- [WHAT YOU HAVE TO DO]: Look through the data below. Show each line where the string "suitcase" occurs.

- [DATASET EXCERPTS]:
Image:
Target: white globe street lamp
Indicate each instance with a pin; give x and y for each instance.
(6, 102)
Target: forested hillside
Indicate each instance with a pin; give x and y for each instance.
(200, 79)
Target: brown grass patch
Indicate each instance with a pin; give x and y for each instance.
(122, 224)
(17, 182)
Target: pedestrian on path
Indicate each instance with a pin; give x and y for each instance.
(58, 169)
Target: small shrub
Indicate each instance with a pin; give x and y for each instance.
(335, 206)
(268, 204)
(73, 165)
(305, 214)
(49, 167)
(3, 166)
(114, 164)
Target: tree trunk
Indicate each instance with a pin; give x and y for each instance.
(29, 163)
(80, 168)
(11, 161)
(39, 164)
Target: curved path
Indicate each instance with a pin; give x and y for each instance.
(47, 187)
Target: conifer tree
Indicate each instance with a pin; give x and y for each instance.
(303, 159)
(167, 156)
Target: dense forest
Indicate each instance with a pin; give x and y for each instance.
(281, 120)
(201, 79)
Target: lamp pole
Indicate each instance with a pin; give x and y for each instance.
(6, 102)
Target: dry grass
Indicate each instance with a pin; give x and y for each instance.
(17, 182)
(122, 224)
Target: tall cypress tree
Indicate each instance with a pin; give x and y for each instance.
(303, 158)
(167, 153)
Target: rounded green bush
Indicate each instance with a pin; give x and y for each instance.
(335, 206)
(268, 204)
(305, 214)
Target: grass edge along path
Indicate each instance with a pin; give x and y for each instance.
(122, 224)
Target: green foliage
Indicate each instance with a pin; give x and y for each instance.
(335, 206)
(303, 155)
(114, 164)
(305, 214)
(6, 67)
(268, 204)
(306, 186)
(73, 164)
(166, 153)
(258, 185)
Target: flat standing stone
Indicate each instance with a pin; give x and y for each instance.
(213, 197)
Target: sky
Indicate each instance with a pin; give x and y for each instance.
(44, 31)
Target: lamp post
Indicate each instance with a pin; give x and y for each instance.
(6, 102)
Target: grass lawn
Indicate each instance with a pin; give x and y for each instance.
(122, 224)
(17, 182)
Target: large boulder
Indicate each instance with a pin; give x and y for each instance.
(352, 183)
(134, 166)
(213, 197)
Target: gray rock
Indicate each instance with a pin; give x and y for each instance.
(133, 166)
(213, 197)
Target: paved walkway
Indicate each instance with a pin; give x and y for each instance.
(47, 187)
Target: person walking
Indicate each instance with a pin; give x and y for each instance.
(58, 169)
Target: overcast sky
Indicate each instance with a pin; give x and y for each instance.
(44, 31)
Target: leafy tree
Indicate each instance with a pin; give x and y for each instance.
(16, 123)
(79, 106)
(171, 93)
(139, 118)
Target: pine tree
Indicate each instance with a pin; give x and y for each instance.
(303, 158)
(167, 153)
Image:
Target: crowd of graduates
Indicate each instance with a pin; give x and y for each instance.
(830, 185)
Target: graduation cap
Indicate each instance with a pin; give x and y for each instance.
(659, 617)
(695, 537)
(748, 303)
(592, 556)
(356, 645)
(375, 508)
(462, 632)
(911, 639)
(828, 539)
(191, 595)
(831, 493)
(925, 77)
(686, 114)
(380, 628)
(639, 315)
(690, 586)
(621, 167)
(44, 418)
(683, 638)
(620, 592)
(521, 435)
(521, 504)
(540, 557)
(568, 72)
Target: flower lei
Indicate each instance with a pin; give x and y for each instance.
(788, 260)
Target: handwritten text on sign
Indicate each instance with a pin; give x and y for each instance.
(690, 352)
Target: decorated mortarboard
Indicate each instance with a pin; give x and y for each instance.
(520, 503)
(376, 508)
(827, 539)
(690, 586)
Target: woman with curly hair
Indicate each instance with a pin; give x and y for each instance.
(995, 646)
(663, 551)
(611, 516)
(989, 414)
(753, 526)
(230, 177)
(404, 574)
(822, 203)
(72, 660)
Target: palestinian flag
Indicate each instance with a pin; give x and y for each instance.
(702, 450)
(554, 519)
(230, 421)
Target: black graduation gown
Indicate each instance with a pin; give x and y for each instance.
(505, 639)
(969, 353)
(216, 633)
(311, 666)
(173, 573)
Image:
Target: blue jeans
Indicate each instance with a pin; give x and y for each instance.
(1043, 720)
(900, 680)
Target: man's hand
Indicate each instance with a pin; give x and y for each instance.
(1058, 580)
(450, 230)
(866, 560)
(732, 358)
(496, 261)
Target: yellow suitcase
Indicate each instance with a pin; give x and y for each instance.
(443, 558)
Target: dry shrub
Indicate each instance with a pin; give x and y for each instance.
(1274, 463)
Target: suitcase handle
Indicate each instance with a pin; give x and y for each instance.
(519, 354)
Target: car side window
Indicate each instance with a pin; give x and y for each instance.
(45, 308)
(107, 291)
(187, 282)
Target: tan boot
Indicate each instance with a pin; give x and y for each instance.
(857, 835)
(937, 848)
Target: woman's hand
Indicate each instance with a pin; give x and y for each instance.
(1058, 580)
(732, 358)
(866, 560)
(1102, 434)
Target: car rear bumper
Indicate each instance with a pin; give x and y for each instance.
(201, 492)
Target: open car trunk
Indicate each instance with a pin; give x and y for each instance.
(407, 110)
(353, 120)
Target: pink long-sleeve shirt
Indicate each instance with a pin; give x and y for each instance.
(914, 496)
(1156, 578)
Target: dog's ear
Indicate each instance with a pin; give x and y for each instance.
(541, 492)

- [FINAL ANSWER]:
Target: yellow suitcase
Target: suitcase handle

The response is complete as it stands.